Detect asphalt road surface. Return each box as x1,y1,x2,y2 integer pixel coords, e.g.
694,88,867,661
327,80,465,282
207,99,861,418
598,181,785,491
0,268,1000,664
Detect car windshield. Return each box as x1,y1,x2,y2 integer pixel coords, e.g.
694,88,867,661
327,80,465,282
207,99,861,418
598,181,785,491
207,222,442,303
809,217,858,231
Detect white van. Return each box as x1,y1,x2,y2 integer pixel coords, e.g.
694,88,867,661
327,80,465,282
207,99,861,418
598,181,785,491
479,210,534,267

========================

TO DO >> Rewrite all of the material above, changing every "pixel coords" to "pixel coordinates" and leaving everything else the same.

OUTPUT FOR THIS EXERCISE >>
Detect asphalt road surface. Return each box as x1,y1,x2,y2 integer pixel coordinates, e.g.
694,88,867,661
327,80,465,282
207,99,861,418
598,181,785,491
0,268,1000,664
Detect car windshield. Return each box as x1,y1,x2,y2 integer pixel coordinates, e.g.
694,88,867,661
327,80,465,282
207,99,861,418
598,181,785,491
207,222,442,303
809,217,858,231
Detect white van. Return each box as x1,y1,x2,y2 integer pixel coordinates, e.g.
694,88,867,661
327,80,465,282
207,99,861,418
598,181,785,491
479,210,534,267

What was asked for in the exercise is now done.